Copy every line of the listing below, starting at the line that contains "of the dense" and ending at the line that contains "[[241, 94], [539, 118], [503, 114]]", with both of those lines included. Keep the wording the same, but multiply each x and y coordinate by 0.65 and round it to a whole number, with halves rounded up.

**Entries from a dataset:**
#####

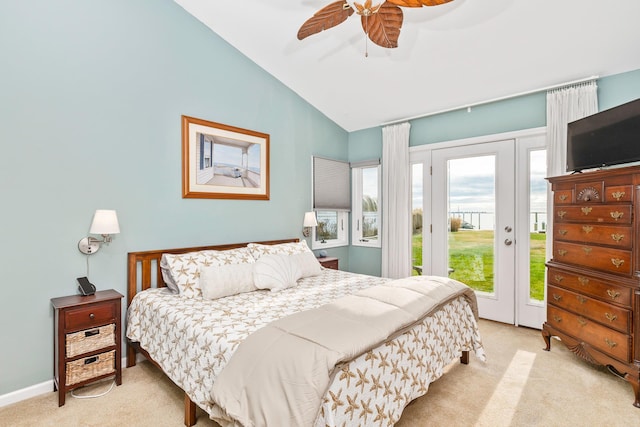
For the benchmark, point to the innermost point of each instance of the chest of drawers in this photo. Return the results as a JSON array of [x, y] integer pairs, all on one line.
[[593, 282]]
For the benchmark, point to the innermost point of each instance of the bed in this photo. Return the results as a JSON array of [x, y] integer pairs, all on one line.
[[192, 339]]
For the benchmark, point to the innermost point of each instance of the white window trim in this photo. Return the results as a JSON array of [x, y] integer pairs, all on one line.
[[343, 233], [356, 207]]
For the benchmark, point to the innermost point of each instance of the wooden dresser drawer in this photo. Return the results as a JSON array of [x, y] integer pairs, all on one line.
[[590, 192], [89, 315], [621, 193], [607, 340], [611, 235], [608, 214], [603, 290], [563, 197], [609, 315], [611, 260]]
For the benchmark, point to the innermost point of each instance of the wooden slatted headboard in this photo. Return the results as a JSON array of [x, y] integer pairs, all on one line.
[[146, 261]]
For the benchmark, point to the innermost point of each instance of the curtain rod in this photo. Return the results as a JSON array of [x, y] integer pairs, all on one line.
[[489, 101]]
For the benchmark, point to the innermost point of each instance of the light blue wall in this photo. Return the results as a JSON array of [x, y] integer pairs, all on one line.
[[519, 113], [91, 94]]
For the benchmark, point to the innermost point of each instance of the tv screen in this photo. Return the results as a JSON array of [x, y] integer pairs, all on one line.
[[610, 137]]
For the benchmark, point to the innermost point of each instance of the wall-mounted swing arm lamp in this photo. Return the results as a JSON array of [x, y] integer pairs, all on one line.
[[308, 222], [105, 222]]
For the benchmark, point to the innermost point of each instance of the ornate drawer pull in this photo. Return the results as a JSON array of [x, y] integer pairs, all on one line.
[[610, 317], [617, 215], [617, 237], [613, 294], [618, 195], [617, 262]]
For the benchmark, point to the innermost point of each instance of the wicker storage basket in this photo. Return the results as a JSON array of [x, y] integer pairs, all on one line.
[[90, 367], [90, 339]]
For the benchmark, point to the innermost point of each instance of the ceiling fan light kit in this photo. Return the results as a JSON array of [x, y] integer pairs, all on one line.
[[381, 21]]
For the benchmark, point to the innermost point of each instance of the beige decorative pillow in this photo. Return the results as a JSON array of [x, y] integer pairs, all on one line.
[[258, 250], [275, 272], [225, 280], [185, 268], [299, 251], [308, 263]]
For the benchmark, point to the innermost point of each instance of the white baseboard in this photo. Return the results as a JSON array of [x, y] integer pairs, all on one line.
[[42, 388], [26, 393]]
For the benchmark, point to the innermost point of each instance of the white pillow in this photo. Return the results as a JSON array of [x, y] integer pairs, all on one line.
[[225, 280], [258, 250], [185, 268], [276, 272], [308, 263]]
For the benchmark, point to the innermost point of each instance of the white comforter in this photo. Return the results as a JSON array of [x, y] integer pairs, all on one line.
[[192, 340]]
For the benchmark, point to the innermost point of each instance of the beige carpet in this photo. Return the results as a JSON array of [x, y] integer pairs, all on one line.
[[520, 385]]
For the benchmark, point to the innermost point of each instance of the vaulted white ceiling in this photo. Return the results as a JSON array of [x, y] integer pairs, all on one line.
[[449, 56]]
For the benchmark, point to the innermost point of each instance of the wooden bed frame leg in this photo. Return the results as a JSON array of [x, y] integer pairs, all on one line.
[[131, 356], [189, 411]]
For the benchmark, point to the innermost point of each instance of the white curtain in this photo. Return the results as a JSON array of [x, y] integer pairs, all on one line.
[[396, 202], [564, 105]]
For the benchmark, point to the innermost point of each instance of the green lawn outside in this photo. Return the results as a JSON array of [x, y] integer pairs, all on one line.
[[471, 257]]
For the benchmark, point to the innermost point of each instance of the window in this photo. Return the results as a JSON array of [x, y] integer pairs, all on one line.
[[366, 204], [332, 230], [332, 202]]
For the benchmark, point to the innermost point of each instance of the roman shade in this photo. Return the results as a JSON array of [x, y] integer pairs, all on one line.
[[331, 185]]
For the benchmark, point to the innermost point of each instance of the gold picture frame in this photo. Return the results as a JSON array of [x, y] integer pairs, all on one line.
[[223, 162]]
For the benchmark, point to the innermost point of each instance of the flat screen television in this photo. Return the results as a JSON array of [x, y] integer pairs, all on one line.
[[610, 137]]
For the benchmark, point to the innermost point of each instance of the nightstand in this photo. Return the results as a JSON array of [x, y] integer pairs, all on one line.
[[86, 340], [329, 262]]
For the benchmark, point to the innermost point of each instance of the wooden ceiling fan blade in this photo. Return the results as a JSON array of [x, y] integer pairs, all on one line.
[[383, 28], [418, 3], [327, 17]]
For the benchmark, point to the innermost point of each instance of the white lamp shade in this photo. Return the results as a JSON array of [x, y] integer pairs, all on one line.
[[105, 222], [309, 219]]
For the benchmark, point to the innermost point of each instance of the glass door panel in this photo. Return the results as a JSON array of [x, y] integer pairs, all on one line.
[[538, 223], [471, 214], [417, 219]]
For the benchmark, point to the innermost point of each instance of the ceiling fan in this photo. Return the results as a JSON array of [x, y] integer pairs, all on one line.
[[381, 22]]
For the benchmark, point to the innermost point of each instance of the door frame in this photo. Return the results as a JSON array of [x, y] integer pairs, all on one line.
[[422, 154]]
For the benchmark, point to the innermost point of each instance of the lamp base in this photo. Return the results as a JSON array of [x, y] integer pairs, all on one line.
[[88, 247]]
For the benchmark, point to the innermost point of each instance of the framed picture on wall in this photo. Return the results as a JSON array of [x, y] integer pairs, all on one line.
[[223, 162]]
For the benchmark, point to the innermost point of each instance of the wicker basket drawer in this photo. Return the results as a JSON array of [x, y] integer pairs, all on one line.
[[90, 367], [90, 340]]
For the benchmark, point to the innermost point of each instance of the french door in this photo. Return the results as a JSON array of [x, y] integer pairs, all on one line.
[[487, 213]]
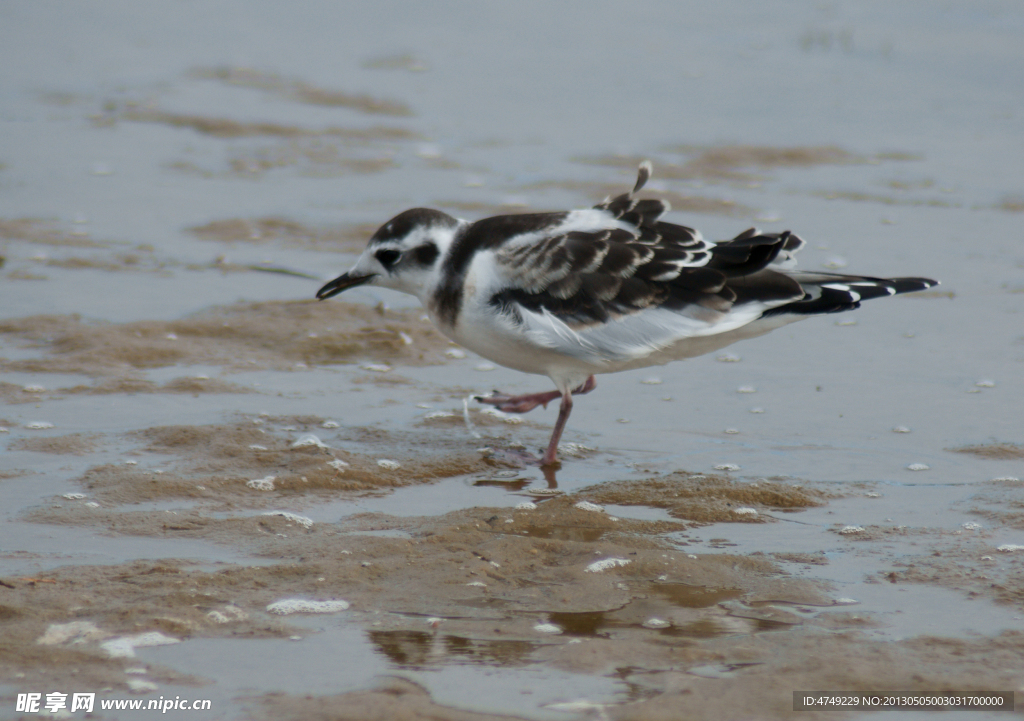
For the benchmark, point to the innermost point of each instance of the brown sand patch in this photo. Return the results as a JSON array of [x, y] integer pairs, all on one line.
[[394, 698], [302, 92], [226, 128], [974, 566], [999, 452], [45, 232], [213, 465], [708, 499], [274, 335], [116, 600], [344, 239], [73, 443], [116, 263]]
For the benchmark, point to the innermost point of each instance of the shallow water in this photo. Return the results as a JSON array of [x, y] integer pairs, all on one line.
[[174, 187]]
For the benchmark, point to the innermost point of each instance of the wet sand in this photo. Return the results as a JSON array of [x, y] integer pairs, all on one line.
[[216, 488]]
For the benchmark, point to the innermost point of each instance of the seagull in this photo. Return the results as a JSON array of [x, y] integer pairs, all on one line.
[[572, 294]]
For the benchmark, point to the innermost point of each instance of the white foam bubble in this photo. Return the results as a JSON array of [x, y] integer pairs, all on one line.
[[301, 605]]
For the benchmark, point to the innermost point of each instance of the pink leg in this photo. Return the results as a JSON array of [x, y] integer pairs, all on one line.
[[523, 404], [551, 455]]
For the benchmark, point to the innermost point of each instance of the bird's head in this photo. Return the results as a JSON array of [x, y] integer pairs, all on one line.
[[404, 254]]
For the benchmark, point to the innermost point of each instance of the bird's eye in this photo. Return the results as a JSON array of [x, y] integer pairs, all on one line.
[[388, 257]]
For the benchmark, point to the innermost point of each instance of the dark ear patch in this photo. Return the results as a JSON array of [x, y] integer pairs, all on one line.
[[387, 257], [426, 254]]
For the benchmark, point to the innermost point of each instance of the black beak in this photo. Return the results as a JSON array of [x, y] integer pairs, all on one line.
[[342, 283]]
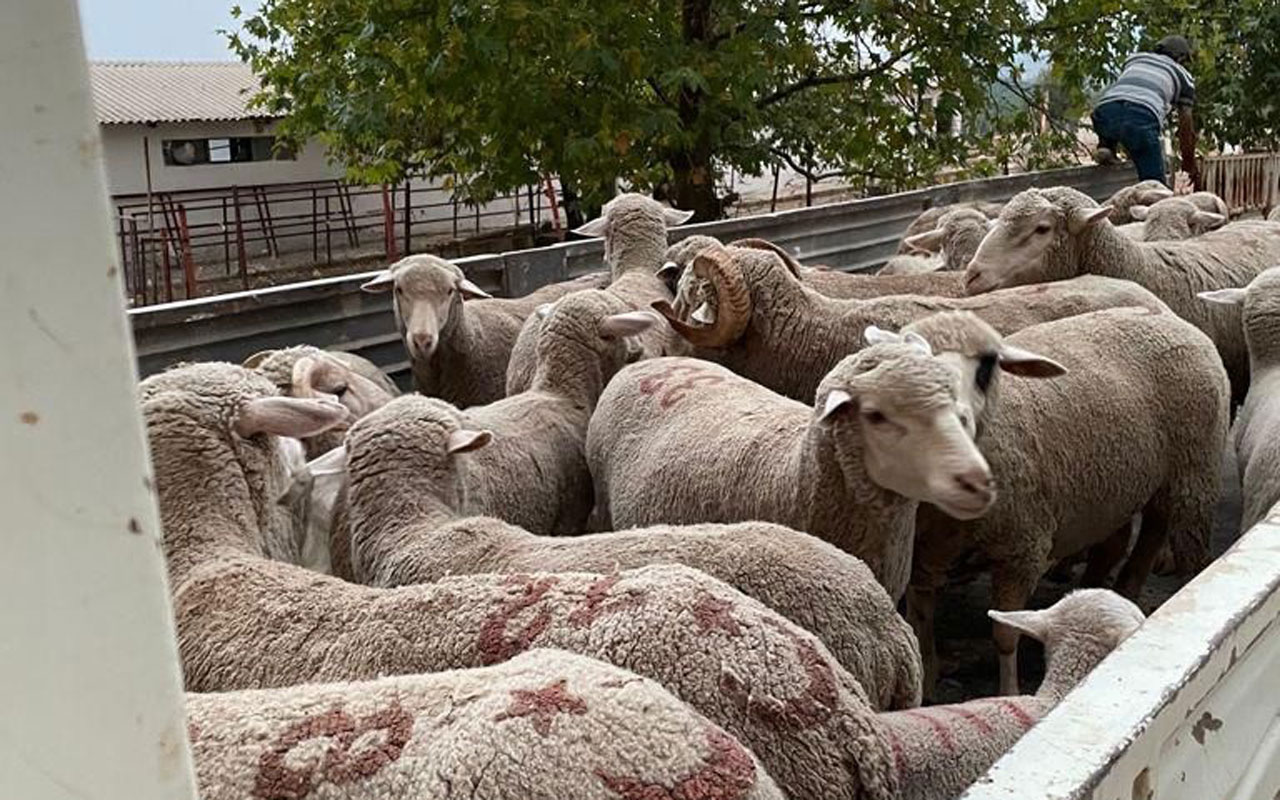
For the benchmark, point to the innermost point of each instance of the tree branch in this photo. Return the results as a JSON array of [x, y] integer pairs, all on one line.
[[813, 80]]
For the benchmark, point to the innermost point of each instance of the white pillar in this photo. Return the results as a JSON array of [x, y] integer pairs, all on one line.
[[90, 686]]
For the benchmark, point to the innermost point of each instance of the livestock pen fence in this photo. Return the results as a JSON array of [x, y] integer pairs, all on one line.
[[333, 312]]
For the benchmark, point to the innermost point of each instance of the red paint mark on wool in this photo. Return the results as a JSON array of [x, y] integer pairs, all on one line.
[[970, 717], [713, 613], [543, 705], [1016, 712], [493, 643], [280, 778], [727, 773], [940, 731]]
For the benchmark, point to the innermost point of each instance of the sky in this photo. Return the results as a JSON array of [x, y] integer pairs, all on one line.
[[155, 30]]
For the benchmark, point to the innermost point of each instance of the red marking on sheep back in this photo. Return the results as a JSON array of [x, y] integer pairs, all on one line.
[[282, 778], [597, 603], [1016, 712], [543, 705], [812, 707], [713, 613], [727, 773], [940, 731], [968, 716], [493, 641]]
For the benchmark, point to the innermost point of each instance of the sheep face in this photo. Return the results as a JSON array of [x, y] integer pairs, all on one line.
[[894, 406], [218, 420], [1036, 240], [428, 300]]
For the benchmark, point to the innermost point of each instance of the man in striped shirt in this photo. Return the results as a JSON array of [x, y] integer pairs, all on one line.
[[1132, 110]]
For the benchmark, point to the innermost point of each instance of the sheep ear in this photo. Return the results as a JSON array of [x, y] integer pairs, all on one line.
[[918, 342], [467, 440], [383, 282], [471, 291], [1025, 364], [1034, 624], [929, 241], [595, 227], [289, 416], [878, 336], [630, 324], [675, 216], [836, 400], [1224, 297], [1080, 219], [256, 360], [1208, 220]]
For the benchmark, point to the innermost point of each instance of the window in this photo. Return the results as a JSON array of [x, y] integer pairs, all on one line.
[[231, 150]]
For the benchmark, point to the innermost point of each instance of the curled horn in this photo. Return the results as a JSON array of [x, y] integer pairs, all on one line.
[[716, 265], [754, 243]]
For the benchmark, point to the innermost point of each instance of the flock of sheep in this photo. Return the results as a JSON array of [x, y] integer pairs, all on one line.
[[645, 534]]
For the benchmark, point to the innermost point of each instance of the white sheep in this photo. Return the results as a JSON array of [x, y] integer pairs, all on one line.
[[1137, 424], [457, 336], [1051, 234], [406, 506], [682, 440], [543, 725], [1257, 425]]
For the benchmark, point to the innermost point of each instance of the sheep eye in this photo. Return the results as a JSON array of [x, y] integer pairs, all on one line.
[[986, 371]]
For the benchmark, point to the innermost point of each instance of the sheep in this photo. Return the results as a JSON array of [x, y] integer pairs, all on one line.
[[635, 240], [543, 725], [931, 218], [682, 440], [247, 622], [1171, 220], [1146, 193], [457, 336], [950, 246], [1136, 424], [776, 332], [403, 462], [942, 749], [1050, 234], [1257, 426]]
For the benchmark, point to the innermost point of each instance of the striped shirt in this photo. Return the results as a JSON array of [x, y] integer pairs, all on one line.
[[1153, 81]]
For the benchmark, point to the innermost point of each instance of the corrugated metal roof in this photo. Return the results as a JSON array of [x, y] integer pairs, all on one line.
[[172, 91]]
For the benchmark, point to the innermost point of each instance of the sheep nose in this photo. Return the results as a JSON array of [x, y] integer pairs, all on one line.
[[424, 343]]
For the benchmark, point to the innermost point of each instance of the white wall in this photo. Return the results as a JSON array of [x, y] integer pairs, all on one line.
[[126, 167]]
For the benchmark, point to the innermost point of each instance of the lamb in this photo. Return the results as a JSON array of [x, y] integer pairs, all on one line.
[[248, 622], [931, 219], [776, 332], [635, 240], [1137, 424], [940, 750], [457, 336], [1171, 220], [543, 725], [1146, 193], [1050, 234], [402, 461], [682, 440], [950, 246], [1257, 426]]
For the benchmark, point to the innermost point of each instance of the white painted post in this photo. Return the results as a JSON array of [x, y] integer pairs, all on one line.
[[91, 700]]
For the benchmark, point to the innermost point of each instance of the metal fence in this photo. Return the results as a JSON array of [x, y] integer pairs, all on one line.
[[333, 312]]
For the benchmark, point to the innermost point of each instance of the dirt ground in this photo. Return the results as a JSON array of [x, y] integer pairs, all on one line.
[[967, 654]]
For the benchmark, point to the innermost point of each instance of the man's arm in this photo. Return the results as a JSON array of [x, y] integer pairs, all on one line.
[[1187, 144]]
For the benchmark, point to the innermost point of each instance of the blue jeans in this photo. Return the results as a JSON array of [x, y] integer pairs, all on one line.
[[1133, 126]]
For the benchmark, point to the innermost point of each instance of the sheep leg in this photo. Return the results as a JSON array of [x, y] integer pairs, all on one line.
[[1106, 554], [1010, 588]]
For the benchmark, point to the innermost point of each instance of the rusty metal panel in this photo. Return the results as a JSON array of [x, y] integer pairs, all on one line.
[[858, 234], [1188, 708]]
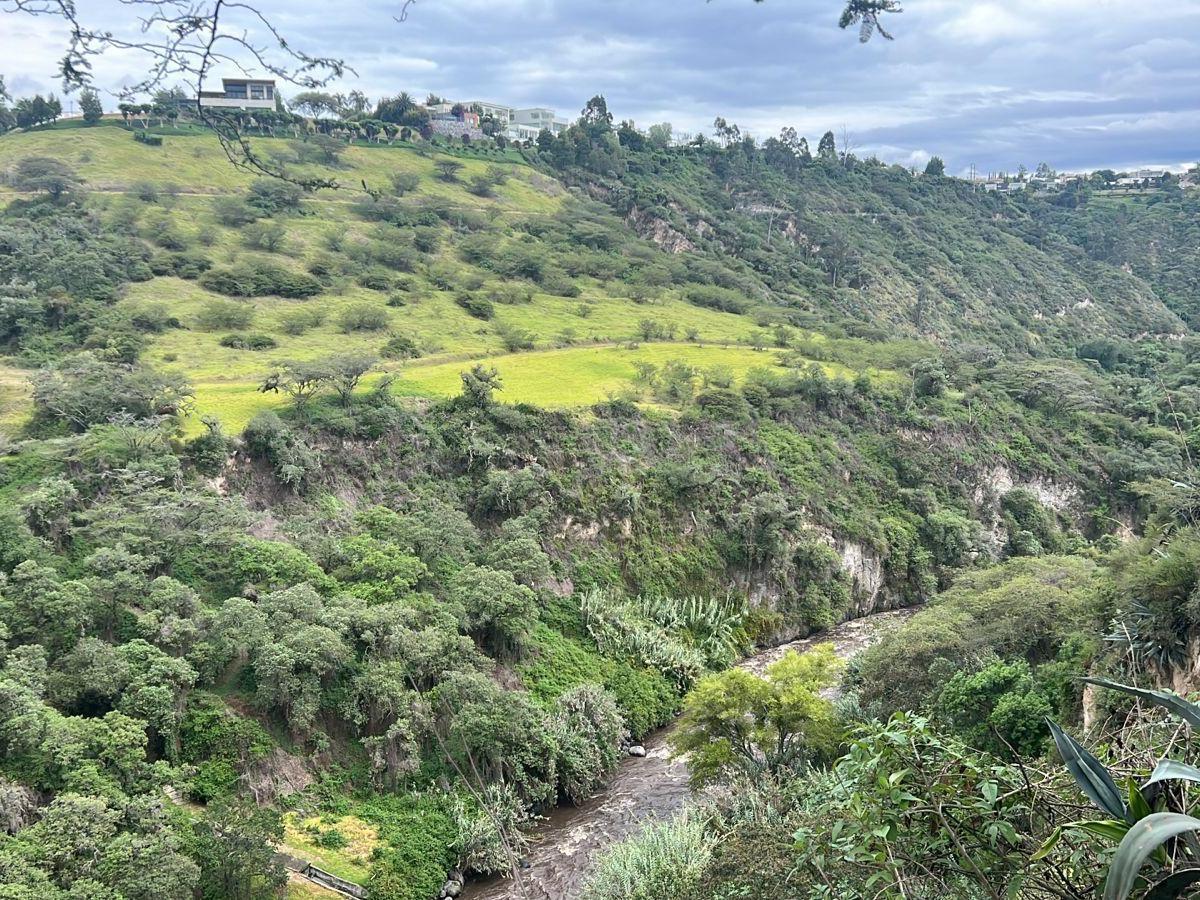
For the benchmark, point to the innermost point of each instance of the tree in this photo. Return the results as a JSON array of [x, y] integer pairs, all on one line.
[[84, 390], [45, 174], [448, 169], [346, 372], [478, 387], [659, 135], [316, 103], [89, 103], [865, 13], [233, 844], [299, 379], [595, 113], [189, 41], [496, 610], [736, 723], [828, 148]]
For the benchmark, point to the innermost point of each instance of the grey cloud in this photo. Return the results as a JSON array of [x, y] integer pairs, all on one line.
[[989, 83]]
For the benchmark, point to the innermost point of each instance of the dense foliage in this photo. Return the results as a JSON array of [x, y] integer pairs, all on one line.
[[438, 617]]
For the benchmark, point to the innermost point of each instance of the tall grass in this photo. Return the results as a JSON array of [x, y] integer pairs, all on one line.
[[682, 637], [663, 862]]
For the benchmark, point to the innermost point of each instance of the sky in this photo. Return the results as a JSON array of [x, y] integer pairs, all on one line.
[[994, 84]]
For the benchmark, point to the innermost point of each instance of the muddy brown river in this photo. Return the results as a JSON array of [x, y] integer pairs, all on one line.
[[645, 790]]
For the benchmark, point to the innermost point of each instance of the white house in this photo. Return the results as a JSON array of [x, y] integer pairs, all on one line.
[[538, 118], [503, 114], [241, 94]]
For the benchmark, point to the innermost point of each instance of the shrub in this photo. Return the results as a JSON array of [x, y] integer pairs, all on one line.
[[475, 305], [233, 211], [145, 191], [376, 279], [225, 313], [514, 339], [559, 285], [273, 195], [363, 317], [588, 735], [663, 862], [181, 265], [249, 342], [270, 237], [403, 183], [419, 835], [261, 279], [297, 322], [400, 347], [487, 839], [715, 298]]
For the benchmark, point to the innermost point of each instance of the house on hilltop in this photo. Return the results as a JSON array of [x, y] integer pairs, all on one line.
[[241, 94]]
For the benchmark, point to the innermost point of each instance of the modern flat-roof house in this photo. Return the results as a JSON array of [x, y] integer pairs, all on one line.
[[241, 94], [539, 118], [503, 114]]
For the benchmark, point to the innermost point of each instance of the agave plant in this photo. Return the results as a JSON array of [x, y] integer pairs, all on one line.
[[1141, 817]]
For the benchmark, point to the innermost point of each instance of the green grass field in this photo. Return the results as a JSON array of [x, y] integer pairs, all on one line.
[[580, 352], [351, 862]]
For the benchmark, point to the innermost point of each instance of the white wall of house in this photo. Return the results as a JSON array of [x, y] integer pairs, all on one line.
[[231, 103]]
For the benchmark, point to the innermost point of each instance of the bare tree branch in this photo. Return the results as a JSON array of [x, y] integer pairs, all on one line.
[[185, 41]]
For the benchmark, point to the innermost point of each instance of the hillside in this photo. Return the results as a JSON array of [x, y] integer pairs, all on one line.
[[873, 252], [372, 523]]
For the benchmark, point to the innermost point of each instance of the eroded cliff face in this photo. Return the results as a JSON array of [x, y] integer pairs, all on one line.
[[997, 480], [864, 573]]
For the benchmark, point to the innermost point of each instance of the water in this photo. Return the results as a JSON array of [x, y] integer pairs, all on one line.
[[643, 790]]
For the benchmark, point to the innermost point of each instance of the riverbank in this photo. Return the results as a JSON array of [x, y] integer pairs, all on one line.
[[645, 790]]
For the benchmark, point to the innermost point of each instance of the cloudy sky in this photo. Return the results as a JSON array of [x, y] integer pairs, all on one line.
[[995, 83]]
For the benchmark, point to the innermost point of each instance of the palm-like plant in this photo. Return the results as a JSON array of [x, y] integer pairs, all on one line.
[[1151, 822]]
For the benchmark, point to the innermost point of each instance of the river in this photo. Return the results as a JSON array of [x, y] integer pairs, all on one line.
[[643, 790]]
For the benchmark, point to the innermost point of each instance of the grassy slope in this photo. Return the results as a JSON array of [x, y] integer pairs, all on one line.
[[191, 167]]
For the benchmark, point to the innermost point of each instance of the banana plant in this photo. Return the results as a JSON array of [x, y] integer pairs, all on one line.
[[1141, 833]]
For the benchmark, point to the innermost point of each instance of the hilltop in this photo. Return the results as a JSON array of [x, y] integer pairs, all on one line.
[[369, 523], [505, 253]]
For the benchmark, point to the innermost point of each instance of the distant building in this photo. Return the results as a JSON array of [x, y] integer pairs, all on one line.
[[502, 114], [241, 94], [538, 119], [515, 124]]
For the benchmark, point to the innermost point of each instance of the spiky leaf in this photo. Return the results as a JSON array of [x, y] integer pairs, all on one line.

#####

**THE RESPONSE:**
For the benchmark, point to the innermost point of each instance of the dense foliage in this photo. Return the results as a JSON array of [x, y] integer pairs, all on one line.
[[285, 401]]
For the benchmark, point to the innermost point of each instance of the tall grass in this photo. Return the results as a JSON array of [x, y] integer pairs, all on one line.
[[443, 414], [431, 560]]
For the benchmark, point to the innermost point of each instance of the sky in this photo. Return the results as a JSON array of [x, y] integer pairs, all on one line.
[[646, 55]]
For the benchmark, point to the innermost point of each instance of the muddy brown river in this photo. Return the results as a JSON array of [x, y] integer pairs, all on one line.
[[419, 514]]
For the benchmark, point to the innermost point of each instance of the white house in this photo. Return the results as a JSON array of [x, y] integer pairs, all on one line.
[[350, 77], [327, 74], [157, 61]]
For the benchmark, point to the innermost point of each instance of the shrub in this photo. Return the results as a JSON array of [x, y] integer pairs, all on one line.
[[309, 198], [151, 137], [94, 124], [244, 181], [146, 203], [334, 220], [363, 185], [177, 127], [236, 206], [382, 478], [431, 560], [118, 172], [162, 222], [176, 154], [262, 119], [272, 543], [170, 181], [193, 209], [260, 226], [317, 545], [465, 194]]
For the benchmark, point to the innermost point of each instance of the house on hilltop in this photo. Return the results as a JSON array of [x, y] integer pairs, all on one line.
[[157, 61]]
For the benchmark, point to the innermost point of each instance of the modern flat-roof house in this photo. Return the results as a JSON array of [x, y] integer pairs, all on one line.
[[157, 61], [350, 77], [327, 74]]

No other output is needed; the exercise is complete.